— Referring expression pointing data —
------------------------------

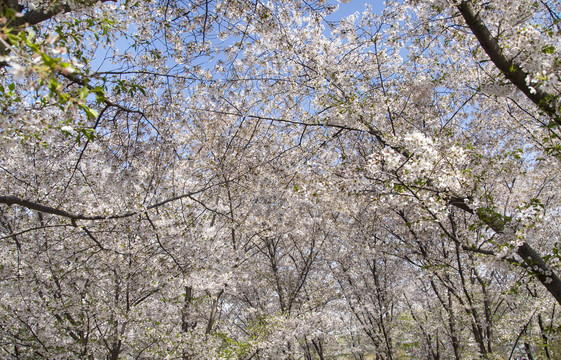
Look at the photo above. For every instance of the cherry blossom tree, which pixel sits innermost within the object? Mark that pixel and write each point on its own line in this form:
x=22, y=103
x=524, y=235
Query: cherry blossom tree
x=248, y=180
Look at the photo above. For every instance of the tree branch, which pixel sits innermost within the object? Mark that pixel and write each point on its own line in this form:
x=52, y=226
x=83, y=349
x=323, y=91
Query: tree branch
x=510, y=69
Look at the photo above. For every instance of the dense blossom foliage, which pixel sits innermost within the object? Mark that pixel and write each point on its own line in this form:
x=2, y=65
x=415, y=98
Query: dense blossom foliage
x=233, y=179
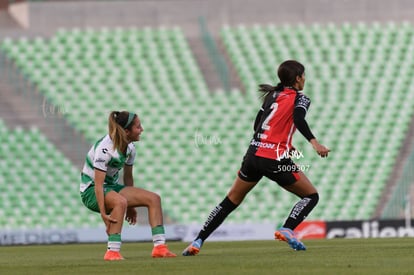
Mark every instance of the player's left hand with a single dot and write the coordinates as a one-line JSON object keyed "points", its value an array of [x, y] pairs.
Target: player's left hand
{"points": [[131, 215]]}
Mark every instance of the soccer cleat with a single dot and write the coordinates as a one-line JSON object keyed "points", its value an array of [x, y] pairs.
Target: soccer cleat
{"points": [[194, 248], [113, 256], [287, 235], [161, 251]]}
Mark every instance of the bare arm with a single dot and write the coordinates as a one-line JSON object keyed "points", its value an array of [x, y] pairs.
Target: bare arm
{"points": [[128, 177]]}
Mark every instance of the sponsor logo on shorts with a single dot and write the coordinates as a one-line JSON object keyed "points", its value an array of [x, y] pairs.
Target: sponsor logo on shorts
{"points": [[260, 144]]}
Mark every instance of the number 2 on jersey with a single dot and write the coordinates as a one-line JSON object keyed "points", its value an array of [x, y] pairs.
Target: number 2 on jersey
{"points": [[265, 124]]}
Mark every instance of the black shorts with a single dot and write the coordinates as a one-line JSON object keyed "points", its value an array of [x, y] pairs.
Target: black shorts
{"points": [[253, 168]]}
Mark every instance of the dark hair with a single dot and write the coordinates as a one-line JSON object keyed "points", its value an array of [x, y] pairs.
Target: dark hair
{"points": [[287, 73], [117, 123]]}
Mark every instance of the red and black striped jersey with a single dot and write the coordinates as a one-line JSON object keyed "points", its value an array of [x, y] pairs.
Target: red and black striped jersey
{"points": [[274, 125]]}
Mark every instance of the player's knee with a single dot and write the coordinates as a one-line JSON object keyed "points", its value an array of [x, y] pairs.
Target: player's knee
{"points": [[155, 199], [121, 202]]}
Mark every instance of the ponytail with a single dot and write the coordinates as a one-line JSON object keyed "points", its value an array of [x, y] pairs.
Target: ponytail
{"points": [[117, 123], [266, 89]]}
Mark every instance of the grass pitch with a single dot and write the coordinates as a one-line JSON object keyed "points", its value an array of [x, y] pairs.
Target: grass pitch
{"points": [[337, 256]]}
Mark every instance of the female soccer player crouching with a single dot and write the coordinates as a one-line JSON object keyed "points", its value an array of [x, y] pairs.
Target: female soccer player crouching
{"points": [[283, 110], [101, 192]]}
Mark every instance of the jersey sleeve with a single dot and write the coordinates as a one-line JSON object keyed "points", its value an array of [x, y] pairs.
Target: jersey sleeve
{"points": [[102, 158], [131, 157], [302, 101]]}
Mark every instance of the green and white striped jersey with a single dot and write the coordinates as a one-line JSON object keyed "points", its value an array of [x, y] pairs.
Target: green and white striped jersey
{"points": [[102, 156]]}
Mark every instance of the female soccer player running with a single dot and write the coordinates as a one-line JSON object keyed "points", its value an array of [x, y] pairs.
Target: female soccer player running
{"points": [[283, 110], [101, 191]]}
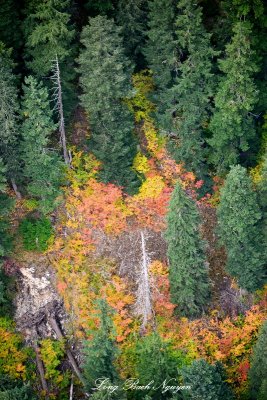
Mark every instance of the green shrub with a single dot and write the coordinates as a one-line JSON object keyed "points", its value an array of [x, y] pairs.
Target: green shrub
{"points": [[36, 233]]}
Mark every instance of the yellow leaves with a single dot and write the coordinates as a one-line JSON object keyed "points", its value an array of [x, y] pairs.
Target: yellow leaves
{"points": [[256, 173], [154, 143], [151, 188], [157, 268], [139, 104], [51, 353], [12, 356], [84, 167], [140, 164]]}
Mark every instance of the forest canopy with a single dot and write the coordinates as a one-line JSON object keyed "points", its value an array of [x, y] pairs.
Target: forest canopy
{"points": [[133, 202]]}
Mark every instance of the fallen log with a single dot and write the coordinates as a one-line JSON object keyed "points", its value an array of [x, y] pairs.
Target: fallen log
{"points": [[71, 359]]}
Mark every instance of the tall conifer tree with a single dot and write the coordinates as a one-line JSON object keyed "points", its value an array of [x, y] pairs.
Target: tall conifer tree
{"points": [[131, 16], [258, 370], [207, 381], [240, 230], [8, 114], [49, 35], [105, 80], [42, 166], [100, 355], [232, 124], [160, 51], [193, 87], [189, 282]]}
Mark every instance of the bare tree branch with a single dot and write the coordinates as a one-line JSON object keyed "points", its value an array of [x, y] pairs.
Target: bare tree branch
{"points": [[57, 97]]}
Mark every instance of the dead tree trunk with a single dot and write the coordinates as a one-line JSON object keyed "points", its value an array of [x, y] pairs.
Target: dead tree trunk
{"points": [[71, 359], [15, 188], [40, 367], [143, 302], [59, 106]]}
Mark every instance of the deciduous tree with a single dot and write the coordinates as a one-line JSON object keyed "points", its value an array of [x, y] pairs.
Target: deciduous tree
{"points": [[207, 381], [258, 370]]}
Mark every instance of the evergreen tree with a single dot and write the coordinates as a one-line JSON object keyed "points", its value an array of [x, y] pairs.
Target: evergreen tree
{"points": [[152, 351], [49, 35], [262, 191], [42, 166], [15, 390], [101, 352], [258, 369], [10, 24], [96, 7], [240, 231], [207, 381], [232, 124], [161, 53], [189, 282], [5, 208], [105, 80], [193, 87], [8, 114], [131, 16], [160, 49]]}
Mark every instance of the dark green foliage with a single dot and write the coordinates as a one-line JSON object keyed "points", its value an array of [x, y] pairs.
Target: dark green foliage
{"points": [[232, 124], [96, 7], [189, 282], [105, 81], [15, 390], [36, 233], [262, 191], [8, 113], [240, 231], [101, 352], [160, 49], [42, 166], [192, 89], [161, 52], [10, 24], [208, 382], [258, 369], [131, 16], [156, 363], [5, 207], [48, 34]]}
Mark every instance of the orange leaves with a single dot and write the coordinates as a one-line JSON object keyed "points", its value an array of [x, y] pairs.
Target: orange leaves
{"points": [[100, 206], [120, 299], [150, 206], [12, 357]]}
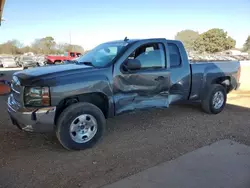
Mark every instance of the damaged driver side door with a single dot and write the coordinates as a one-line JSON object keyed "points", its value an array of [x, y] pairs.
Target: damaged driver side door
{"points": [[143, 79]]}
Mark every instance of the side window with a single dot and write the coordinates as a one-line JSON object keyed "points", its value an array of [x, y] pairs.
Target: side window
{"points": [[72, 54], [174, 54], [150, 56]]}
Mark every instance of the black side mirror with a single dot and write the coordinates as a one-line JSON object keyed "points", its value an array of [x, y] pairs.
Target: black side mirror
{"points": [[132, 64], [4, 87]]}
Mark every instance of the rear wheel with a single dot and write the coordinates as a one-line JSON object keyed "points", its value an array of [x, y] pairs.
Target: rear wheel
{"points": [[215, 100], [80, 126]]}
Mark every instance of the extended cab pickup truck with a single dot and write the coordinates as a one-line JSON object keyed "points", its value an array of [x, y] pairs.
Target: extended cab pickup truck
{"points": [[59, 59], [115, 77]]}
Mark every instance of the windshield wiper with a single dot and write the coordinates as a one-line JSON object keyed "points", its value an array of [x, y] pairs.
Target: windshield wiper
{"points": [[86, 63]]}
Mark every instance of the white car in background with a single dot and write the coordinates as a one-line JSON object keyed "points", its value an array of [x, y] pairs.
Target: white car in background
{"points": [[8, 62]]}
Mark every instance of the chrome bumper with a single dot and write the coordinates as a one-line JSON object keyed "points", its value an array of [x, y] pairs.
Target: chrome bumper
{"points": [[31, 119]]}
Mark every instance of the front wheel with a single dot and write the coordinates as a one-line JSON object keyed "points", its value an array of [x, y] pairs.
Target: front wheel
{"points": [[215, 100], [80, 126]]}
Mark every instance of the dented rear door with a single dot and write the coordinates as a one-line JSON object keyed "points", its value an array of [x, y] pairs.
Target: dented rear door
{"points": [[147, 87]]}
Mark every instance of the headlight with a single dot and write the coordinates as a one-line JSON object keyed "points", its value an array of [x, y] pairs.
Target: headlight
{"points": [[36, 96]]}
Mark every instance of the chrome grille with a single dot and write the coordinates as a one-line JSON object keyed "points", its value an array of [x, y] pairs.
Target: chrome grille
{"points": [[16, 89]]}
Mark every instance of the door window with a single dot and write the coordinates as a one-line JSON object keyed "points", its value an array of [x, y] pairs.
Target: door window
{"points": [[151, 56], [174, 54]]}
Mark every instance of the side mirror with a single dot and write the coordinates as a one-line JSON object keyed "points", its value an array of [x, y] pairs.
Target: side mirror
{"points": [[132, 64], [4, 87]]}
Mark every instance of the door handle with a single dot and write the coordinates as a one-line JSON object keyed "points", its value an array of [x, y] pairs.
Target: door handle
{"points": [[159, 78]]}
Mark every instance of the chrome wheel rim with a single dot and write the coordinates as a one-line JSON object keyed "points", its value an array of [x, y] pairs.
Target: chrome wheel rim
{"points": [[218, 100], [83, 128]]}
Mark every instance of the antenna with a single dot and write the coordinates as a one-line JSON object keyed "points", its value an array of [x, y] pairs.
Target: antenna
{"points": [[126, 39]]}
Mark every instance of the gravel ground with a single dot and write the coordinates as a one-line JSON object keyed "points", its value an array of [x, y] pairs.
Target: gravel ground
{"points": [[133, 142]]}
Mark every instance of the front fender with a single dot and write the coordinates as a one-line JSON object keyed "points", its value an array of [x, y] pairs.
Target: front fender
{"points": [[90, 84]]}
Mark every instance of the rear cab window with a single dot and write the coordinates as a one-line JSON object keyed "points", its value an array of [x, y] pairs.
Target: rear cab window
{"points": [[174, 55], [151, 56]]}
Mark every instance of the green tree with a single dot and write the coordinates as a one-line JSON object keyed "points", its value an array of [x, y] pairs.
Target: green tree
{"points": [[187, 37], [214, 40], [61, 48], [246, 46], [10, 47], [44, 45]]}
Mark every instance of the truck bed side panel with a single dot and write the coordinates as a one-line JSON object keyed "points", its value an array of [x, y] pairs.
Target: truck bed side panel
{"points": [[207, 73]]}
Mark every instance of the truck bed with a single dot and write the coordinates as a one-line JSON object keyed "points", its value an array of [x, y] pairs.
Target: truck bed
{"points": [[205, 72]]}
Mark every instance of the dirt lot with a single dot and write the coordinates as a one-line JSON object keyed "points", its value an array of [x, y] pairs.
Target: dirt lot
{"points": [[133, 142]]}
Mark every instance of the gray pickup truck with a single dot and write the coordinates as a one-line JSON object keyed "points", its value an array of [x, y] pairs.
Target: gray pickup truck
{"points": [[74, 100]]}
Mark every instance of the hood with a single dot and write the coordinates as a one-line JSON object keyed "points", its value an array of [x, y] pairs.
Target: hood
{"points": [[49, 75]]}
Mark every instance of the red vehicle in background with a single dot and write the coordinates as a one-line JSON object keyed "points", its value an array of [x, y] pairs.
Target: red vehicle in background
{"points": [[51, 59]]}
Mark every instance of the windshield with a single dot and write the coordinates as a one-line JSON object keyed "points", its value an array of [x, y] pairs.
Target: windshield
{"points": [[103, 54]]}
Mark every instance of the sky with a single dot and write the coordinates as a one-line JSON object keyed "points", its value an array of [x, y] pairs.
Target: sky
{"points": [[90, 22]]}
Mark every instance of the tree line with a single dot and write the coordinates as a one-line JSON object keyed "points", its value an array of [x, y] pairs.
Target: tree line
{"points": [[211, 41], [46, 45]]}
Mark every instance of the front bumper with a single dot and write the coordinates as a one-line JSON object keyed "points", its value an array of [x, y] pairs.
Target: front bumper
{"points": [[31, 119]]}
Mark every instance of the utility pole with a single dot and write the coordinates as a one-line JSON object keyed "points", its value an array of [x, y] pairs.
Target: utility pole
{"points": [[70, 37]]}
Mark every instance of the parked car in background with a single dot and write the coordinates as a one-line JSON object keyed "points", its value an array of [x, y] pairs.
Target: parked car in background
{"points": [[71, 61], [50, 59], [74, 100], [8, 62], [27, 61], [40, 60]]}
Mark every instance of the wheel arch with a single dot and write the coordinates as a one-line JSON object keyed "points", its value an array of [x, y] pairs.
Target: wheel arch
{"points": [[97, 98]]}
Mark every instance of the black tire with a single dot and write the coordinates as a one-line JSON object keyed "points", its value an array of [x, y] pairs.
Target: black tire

------------------------------

— Task requirements —
For every line above that includes the string "which", copy the line.

— Written solution —
Look at the photo above. For every instance of the cherry blossom tree, which pixel sits innermost within the object? Mark that pixel and write each point on its own line in this form:
Look at the photo above. For every instance of the tree branch, which pixel sits innermost within the object? Mark that pixel and write each point on its own line in this form:
Look at the photo above. For every instance of the dense blossom foliage, which pixel sits innermost within the object? Mark that pixel and write each point on its own line in this form:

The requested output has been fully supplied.